Pull out every line of the listing below that contains the string "bumper". Matches must have the same case.

****************

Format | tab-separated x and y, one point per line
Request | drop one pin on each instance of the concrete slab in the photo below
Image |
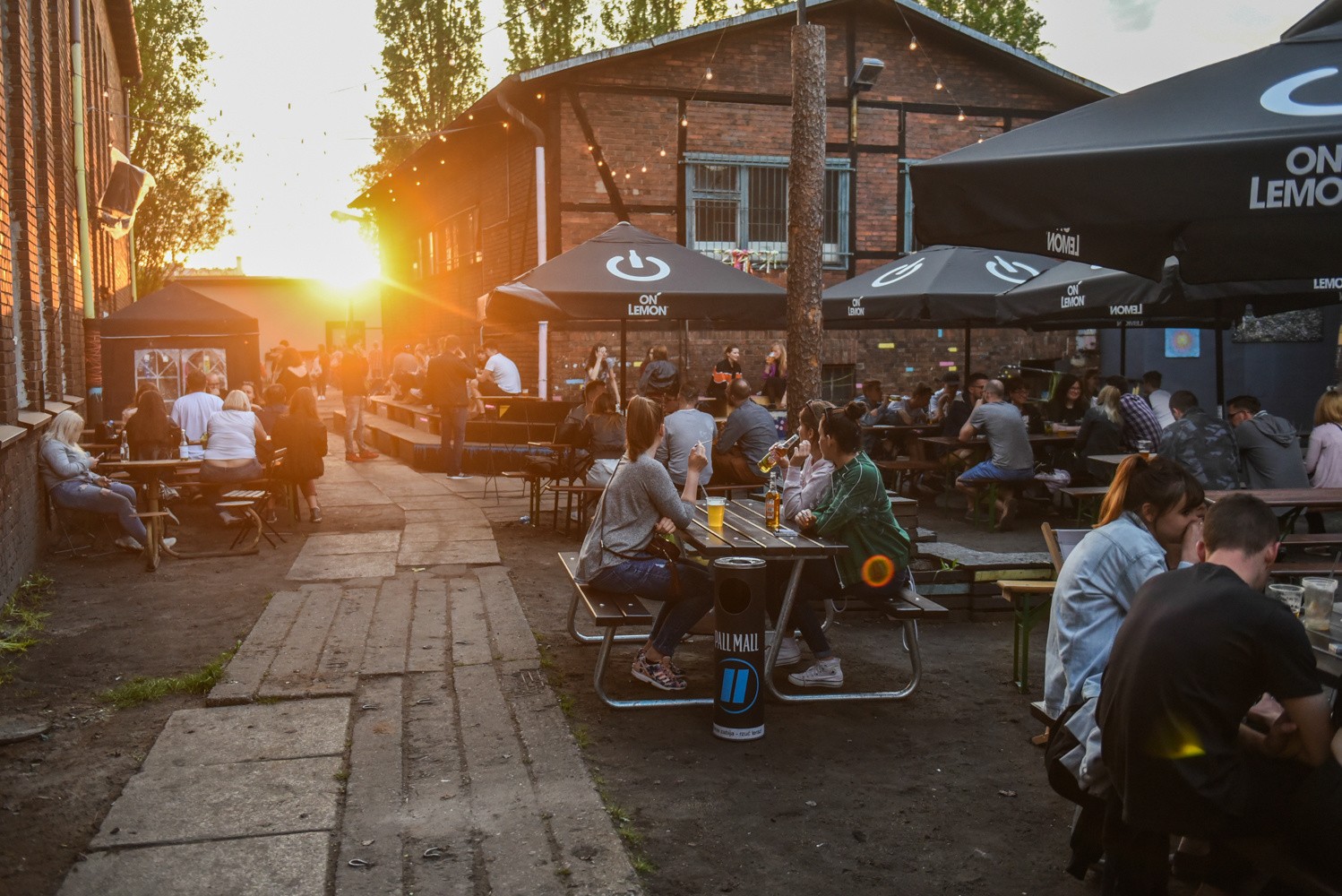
329	544
485	552
251	733
342	566
211	802
290	864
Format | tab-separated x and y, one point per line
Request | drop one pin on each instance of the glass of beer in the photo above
717	509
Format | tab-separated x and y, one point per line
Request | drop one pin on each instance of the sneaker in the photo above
823	674
789	652
657	674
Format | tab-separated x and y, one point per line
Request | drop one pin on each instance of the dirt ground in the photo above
937	794
110	621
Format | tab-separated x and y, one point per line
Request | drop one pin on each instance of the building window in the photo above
167	369
740	204
452	245
838	383
908	242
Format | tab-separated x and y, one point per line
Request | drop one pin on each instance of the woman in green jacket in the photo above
856	513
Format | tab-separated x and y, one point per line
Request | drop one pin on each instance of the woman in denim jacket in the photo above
67	471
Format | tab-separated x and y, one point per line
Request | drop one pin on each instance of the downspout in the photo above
542	359
93	328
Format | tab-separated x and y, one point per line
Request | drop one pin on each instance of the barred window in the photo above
740	202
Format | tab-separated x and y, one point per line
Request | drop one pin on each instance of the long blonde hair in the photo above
1107	400
66	428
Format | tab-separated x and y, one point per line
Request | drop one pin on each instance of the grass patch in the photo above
142	690
22	618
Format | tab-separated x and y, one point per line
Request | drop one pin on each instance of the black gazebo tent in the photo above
169	332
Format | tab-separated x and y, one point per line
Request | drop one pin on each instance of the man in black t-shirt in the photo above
1196	653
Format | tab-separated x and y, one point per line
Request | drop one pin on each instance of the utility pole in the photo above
805	212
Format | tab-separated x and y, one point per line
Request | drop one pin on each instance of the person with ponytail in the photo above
641	504
856	513
1150	522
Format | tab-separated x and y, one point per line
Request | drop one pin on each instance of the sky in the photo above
294	85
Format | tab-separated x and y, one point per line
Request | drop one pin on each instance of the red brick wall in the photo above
632	108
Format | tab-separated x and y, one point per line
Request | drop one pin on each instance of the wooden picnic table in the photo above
150	474
745	534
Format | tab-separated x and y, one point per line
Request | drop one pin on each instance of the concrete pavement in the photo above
384	728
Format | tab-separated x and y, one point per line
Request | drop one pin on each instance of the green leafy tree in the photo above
1015	22
545	31
641	19
433	72
188	210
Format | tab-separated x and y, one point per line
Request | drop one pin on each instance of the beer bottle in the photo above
773	504
768	461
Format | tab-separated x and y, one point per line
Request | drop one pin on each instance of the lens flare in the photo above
878	570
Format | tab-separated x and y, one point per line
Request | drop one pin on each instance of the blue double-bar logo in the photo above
740	685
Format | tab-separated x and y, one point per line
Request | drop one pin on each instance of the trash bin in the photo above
738	648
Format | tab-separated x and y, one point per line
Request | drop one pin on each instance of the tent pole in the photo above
624	361
1123	348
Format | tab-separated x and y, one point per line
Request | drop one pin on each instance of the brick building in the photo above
687	135
42	314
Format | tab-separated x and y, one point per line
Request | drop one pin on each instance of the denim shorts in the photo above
988	470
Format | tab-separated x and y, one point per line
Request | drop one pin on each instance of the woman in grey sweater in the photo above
639	504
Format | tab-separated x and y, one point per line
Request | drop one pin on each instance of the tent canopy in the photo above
627	274
177	310
1234	168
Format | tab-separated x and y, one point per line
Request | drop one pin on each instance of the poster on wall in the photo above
1183	342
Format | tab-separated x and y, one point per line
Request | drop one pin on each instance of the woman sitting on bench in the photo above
639	504
856	512
67	471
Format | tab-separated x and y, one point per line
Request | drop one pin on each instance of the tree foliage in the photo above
1013	22
433	72
641	19
188	210
545	31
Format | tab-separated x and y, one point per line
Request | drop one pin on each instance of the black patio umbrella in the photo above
1234	168
627	274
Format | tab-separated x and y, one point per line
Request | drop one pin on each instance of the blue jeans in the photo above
651	578
452	426
117	498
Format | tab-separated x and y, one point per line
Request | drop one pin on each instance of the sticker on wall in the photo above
1183	343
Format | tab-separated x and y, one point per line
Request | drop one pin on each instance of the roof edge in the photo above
121	15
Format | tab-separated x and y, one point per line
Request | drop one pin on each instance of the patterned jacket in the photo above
1205	447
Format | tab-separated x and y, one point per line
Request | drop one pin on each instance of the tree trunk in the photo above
805	211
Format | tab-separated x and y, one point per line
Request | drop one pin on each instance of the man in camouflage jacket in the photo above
1201	443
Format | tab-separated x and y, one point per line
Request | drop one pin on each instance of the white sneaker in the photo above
823	674
789	652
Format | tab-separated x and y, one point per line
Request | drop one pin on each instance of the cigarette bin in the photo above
738	648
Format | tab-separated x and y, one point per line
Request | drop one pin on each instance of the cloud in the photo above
1133	15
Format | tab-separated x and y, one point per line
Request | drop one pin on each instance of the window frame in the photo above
835	255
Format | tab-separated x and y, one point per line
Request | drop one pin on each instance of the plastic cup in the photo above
717	509
1290	594
1318	601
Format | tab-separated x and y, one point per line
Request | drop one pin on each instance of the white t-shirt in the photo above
192	413
504	373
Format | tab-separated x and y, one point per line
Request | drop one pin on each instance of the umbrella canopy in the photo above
942	285
1234	168
1083	297
627	274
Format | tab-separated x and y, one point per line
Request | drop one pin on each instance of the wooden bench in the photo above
611	612
1088	499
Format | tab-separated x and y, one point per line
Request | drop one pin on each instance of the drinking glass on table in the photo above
1290	594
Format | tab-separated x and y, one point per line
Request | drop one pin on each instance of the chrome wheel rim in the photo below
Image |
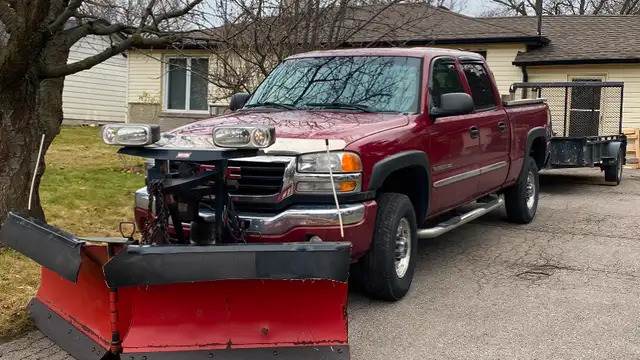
530	190
403	247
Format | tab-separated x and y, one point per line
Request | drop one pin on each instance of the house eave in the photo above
575	62
527	40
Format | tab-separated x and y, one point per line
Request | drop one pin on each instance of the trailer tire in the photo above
521	199
613	173
385	272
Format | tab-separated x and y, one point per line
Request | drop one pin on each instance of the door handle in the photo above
474	132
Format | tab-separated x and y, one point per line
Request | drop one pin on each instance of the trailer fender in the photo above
613	149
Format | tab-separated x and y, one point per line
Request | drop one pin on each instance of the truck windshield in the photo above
354	83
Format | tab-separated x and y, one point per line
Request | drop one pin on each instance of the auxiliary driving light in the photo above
130	134
244	136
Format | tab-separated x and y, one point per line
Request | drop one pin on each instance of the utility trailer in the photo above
586	123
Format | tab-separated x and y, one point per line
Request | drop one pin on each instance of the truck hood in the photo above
304	124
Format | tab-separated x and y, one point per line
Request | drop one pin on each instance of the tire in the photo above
380	274
613	173
521	199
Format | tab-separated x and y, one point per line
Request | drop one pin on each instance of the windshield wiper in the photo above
271	104
338	105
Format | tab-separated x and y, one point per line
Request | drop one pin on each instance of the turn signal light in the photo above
351	162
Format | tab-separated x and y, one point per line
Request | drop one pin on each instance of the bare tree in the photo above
35	40
566	7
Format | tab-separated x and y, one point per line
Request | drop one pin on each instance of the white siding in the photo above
628	73
145	76
97	94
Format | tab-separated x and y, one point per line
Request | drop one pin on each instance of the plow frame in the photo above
241	301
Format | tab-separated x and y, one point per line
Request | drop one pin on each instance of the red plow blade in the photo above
281	301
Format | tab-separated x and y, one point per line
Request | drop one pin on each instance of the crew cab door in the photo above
493	124
454	142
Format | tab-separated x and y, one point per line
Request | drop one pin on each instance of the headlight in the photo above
130	134
321	183
339	161
244	136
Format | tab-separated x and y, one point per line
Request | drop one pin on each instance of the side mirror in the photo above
453	104
238	100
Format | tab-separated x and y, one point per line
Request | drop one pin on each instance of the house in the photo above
569	48
99	94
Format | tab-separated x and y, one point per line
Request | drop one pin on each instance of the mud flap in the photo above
50	247
246	301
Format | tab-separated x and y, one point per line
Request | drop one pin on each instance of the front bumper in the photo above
280	223
297	223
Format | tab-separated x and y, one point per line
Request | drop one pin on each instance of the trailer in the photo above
586	123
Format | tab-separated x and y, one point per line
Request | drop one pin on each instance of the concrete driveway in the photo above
566	286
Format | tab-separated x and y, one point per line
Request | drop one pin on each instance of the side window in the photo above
444	80
480	84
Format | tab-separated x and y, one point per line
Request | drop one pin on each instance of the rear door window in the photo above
444	80
481	86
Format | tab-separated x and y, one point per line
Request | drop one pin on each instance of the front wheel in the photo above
521	199
613	173
386	271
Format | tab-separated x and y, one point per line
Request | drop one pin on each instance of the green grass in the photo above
87	189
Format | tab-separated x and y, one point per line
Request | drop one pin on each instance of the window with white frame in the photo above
186	84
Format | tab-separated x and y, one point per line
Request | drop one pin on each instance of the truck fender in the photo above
406	159
532	135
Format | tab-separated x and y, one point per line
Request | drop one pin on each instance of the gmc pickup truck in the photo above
415	142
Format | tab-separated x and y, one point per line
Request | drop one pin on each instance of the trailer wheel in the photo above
521	199
387	269
613	173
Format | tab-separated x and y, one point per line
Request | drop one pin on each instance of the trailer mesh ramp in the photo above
580	108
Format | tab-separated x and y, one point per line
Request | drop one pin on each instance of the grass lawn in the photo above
87	189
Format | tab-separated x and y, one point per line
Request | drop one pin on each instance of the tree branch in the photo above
8	16
62	19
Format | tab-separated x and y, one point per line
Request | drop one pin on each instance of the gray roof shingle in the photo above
579	39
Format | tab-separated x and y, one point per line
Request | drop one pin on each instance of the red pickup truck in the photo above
414	136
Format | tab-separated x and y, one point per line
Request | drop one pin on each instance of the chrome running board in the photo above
456	221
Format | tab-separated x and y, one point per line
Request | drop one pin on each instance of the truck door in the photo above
493	124
453	142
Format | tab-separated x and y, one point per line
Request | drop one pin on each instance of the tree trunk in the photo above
20	133
28	109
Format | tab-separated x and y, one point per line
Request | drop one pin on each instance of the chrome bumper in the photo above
280	223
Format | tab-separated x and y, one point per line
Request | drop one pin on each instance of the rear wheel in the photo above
386	271
521	199
613	173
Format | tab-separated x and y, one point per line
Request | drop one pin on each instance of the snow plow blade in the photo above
241	301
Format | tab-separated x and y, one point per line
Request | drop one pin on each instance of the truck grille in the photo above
258	178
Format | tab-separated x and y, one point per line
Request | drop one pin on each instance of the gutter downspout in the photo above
525	78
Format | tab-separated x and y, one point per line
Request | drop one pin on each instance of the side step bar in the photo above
456	221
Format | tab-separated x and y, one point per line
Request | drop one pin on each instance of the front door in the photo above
454	143
493	124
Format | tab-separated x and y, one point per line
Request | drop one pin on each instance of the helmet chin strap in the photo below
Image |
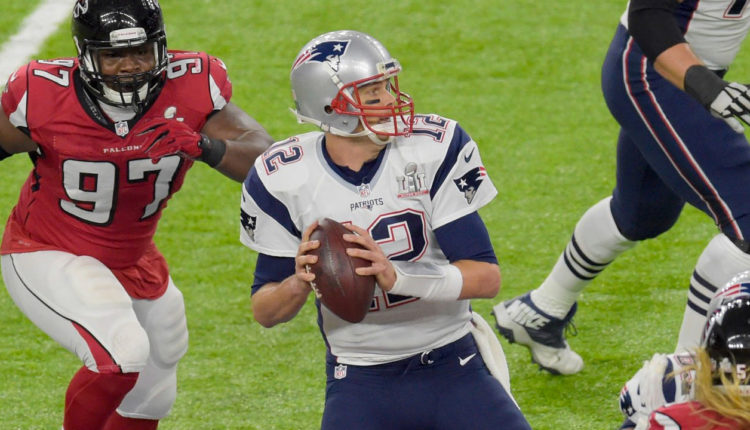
119	97
374	137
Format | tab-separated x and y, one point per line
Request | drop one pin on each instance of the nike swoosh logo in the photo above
463	361
468	157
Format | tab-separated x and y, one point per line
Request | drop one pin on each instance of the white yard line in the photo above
35	29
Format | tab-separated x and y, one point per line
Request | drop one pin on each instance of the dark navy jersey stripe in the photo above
459	141
268	203
456	246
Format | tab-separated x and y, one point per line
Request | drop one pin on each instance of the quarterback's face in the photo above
377	95
126	61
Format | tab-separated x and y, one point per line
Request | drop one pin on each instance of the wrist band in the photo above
212	150
703	84
435	282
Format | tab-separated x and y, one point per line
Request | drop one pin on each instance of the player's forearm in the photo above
277	303
674	62
13	140
244	137
481	279
241	153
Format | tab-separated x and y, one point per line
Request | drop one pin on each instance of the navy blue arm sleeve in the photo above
653	26
271	269
466	239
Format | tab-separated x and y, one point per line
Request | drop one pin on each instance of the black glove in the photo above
725	100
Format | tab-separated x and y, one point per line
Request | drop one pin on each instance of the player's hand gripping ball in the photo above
336	284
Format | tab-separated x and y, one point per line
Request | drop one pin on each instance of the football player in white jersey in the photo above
409	187
680	142
112	134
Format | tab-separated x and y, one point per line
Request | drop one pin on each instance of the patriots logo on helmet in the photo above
81	7
469	183
248	223
329	52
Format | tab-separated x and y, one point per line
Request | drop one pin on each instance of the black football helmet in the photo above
726	337
113	24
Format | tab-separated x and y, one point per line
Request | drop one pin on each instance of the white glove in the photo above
645	391
733	101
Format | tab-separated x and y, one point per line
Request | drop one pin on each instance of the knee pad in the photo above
130	346
168	330
153	395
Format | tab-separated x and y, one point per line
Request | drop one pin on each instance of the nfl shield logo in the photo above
121	128
364	190
339	372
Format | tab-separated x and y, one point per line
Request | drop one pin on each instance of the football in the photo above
336	284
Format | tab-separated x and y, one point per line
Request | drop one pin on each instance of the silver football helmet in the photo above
327	75
726	336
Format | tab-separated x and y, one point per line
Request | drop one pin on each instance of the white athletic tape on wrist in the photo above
435	282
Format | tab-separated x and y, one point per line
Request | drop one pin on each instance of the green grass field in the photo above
522	77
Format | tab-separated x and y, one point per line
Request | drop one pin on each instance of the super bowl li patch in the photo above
339	372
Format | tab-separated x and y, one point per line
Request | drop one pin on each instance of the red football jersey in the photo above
93	191
689	415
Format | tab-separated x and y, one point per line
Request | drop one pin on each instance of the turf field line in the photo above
35	29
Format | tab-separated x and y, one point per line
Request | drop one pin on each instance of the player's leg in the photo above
79	303
154	394
467	396
538	319
641	207
703	161
368	398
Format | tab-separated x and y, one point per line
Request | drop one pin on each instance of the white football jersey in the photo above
419	183
715	29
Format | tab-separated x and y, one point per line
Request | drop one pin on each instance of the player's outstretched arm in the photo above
244	137
13	140
461	279
279	302
654	28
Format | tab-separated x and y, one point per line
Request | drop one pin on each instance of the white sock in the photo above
720	261
598	242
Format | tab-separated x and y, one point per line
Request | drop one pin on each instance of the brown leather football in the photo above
339	288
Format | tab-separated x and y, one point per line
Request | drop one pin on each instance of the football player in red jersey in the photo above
112	134
708	388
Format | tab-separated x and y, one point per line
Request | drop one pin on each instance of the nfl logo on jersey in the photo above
121	128
364	190
339	372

****************

## Correct output:
Request | drop one pin on each instance of the front bumper in the photo above
Request | drop one pin on each instance of the chrome bumper in the photo above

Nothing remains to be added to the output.